Recorded data
────────────────────
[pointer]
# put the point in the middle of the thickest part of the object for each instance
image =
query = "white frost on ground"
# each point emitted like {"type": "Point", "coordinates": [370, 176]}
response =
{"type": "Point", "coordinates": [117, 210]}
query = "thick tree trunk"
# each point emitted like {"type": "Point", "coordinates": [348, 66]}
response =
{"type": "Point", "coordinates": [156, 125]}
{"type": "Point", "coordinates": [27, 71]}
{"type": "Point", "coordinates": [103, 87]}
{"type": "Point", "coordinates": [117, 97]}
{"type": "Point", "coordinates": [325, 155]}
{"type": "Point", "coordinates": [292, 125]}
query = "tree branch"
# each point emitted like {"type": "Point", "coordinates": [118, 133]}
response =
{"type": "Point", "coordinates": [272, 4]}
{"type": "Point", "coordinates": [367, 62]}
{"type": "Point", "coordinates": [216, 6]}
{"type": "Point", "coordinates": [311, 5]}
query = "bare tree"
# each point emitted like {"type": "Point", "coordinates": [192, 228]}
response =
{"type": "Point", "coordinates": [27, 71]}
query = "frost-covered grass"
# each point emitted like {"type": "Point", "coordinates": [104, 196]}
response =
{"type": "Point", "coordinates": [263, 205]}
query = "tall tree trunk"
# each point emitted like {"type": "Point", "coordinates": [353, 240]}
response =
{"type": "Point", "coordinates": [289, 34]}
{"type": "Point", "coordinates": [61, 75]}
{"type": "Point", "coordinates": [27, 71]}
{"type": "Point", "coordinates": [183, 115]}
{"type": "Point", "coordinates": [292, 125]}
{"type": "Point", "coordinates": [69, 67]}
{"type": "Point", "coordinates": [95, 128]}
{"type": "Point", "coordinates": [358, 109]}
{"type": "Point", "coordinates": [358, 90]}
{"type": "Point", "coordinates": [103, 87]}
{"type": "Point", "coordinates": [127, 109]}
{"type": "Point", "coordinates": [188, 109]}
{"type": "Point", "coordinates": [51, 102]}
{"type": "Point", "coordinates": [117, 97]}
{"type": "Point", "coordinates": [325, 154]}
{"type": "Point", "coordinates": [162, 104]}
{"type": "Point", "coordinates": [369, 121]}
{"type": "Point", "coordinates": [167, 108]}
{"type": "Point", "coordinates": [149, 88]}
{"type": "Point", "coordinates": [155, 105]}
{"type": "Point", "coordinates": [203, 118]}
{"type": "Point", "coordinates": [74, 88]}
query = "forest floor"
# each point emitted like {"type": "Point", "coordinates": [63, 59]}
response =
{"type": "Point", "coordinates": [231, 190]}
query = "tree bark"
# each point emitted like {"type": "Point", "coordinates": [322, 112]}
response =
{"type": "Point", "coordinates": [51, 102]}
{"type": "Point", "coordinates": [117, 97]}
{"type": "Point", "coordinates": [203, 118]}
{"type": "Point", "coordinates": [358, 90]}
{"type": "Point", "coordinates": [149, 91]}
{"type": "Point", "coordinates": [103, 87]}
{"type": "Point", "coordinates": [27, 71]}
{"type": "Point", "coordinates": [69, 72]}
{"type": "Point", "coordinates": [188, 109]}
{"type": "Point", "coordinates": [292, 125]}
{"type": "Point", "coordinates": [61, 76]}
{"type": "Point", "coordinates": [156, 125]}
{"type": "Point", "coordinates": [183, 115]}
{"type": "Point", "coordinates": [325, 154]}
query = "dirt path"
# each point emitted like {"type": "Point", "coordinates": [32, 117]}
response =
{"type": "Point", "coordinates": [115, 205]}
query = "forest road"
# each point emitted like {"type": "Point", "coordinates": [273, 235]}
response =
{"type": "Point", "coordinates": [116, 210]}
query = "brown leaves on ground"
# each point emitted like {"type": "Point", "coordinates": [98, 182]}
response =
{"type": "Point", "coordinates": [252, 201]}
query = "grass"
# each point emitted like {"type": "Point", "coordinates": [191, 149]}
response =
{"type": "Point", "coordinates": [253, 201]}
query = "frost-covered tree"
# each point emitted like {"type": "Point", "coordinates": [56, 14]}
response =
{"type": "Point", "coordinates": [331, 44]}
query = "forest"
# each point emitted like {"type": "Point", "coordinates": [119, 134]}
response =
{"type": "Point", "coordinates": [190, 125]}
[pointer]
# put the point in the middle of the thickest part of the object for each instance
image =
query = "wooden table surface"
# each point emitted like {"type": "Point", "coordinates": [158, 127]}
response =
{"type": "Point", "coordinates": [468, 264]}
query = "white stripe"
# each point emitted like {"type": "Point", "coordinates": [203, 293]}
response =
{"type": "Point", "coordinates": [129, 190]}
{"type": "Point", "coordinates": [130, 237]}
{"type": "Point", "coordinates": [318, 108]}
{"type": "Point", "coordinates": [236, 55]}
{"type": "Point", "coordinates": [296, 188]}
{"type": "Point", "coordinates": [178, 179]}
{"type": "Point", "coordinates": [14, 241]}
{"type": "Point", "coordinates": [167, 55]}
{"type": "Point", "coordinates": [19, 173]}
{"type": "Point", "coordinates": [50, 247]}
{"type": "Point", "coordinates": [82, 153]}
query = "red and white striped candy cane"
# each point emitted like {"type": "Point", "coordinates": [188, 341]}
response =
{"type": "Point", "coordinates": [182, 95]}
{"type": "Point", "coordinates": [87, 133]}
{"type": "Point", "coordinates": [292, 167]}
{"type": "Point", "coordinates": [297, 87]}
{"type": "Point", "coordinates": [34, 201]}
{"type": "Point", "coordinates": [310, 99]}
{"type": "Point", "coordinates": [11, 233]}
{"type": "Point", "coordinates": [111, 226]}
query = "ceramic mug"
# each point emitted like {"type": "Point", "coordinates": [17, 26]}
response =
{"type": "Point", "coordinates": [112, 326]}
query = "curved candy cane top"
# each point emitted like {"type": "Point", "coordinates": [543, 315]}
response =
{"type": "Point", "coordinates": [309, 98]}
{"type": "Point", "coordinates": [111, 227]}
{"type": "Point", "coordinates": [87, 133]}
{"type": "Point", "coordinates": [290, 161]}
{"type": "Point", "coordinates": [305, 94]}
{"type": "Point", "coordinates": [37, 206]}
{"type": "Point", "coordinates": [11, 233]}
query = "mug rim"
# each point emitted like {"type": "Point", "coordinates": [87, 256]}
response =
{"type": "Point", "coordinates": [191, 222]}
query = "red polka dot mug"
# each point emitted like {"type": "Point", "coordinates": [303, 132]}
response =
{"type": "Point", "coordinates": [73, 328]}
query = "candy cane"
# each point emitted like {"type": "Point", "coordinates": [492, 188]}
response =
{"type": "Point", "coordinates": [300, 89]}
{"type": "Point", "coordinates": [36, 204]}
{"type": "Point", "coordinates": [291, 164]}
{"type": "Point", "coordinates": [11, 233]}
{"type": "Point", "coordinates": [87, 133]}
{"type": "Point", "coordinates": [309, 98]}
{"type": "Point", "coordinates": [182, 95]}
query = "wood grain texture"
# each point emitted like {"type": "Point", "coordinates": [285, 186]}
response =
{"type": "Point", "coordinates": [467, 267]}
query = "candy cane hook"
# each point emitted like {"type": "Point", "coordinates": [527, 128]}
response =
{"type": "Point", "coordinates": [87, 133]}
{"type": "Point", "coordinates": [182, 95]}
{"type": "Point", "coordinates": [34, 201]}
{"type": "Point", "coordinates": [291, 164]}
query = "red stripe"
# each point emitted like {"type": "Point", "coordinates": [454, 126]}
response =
────────────────────
Type out the records above again, exactly the same.

[pointer]
# put the point in the middle of the thickest part of the object for each instance
image =
query = "white frost on ground"
# each point emitted like {"type": "Point", "coordinates": [370, 176]}
response =
{"type": "Point", "coordinates": [117, 210]}
query = "thick tree trunk"
# each point emitted like {"type": "Point", "coordinates": [348, 66]}
response =
{"type": "Point", "coordinates": [156, 125]}
{"type": "Point", "coordinates": [27, 71]}
{"type": "Point", "coordinates": [103, 87]}
{"type": "Point", "coordinates": [117, 97]}
{"type": "Point", "coordinates": [325, 155]}
{"type": "Point", "coordinates": [292, 125]}
query = "tree branch"
# each point emitted like {"type": "Point", "coordinates": [118, 133]}
response =
{"type": "Point", "coordinates": [272, 4]}
{"type": "Point", "coordinates": [367, 62]}
{"type": "Point", "coordinates": [216, 6]}
{"type": "Point", "coordinates": [311, 5]}
query = "bare tree"
# each point emitted like {"type": "Point", "coordinates": [192, 228]}
response =
{"type": "Point", "coordinates": [27, 71]}
query = "frost-covered grass"
# each point emitted like {"type": "Point", "coordinates": [104, 196]}
response =
{"type": "Point", "coordinates": [263, 205]}
query = "tall tree trunk"
# each point emitted like {"type": "Point", "coordinates": [353, 240]}
response =
{"type": "Point", "coordinates": [289, 34]}
{"type": "Point", "coordinates": [61, 75]}
{"type": "Point", "coordinates": [27, 71]}
{"type": "Point", "coordinates": [183, 115]}
{"type": "Point", "coordinates": [292, 125]}
{"type": "Point", "coordinates": [69, 67]}
{"type": "Point", "coordinates": [95, 128]}
{"type": "Point", "coordinates": [358, 109]}
{"type": "Point", "coordinates": [358, 90]}
{"type": "Point", "coordinates": [103, 87]}
{"type": "Point", "coordinates": [127, 109]}
{"type": "Point", "coordinates": [188, 109]}
{"type": "Point", "coordinates": [51, 102]}
{"type": "Point", "coordinates": [117, 97]}
{"type": "Point", "coordinates": [325, 154]}
{"type": "Point", "coordinates": [162, 104]}
{"type": "Point", "coordinates": [369, 121]}
{"type": "Point", "coordinates": [167, 108]}
{"type": "Point", "coordinates": [149, 88]}
{"type": "Point", "coordinates": [155, 105]}
{"type": "Point", "coordinates": [203, 118]}
{"type": "Point", "coordinates": [74, 88]}
query = "forest floor"
# each point emitted like {"type": "Point", "coordinates": [63, 59]}
response =
{"type": "Point", "coordinates": [231, 190]}
query = "tree bark"
# each point emitted like {"type": "Point", "coordinates": [322, 112]}
response =
{"type": "Point", "coordinates": [51, 102]}
{"type": "Point", "coordinates": [117, 97]}
{"type": "Point", "coordinates": [203, 118]}
{"type": "Point", "coordinates": [358, 90]}
{"type": "Point", "coordinates": [149, 91]}
{"type": "Point", "coordinates": [103, 87]}
{"type": "Point", "coordinates": [27, 71]}
{"type": "Point", "coordinates": [69, 72]}
{"type": "Point", "coordinates": [188, 109]}
{"type": "Point", "coordinates": [292, 125]}
{"type": "Point", "coordinates": [61, 76]}
{"type": "Point", "coordinates": [156, 125]}
{"type": "Point", "coordinates": [183, 115]}
{"type": "Point", "coordinates": [325, 154]}
query = "dirt path"
# each point emitted like {"type": "Point", "coordinates": [32, 117]}
response =
{"type": "Point", "coordinates": [115, 205]}
query = "forest road"
# each point emitted like {"type": "Point", "coordinates": [273, 235]}
response =
{"type": "Point", "coordinates": [116, 210]}
query = "brown leaves on ground"
# each point emitted like {"type": "Point", "coordinates": [98, 182]}
response =
{"type": "Point", "coordinates": [252, 201]}
query = "grass"
# each point emitted like {"type": "Point", "coordinates": [191, 149]}
response =
{"type": "Point", "coordinates": [253, 201]}
query = "frost-covered tree"
# each point emitted like {"type": "Point", "coordinates": [56, 14]}
response =
{"type": "Point", "coordinates": [331, 44]}
query = "forest"
# each point emitted like {"type": "Point", "coordinates": [119, 134]}
response =
{"type": "Point", "coordinates": [190, 125]}
[pointer]
# put the point in the middle of the thickest part of the object for each instance
image =
query = "wooden table surface"
# each point emitted like {"type": "Point", "coordinates": [158, 127]}
response =
{"type": "Point", "coordinates": [468, 264]}
query = "white stripe"
# each point emitted like {"type": "Point", "coordinates": [203, 293]}
response =
{"type": "Point", "coordinates": [129, 190]}
{"type": "Point", "coordinates": [130, 237]}
{"type": "Point", "coordinates": [318, 108]}
{"type": "Point", "coordinates": [236, 55]}
{"type": "Point", "coordinates": [296, 188]}
{"type": "Point", "coordinates": [178, 179]}
{"type": "Point", "coordinates": [14, 241]}
{"type": "Point", "coordinates": [167, 55]}
{"type": "Point", "coordinates": [19, 173]}
{"type": "Point", "coordinates": [50, 247]}
{"type": "Point", "coordinates": [82, 153]}
query = "red and white striped candy cane"
# each point emitted like {"type": "Point", "coordinates": [188, 341]}
response =
{"type": "Point", "coordinates": [182, 95]}
{"type": "Point", "coordinates": [87, 133]}
{"type": "Point", "coordinates": [292, 167]}
{"type": "Point", "coordinates": [297, 87]}
{"type": "Point", "coordinates": [34, 201]}
{"type": "Point", "coordinates": [310, 99]}
{"type": "Point", "coordinates": [11, 233]}
{"type": "Point", "coordinates": [111, 226]}
query = "ceramic mug"
# each point emitted like {"type": "Point", "coordinates": [17, 26]}
response =
{"type": "Point", "coordinates": [112, 326]}
query = "curved candy cane top"
# each point emitted like {"type": "Point", "coordinates": [543, 315]}
response =
{"type": "Point", "coordinates": [309, 98]}
{"type": "Point", "coordinates": [111, 227]}
{"type": "Point", "coordinates": [87, 133]}
{"type": "Point", "coordinates": [290, 161]}
{"type": "Point", "coordinates": [305, 94]}
{"type": "Point", "coordinates": [37, 206]}
{"type": "Point", "coordinates": [11, 233]}
query = "mug rim"
# each point emitted like {"type": "Point", "coordinates": [87, 256]}
response =
{"type": "Point", "coordinates": [191, 222]}
query = "red polka dot mug"
# each point emitted like {"type": "Point", "coordinates": [303, 132]}
response =
{"type": "Point", "coordinates": [73, 328]}
query = "candy cane"
# each point emitted like {"type": "Point", "coordinates": [492, 188]}
response =
{"type": "Point", "coordinates": [300, 89]}
{"type": "Point", "coordinates": [36, 204]}
{"type": "Point", "coordinates": [291, 164]}
{"type": "Point", "coordinates": [11, 233]}
{"type": "Point", "coordinates": [87, 133]}
{"type": "Point", "coordinates": [309, 98]}
{"type": "Point", "coordinates": [182, 95]}
query = "wood grain texture"
# each point emitted like {"type": "Point", "coordinates": [285, 186]}
response =
{"type": "Point", "coordinates": [467, 267]}
query = "candy cane hook"
# each point emitted like {"type": "Point", "coordinates": [527, 128]}
response =
{"type": "Point", "coordinates": [87, 133]}
{"type": "Point", "coordinates": [182, 95]}
{"type": "Point", "coordinates": [34, 201]}
{"type": "Point", "coordinates": [291, 164]}
query = "red stripe"
# each point emitted like {"type": "Point", "coordinates": [454, 126]}
response =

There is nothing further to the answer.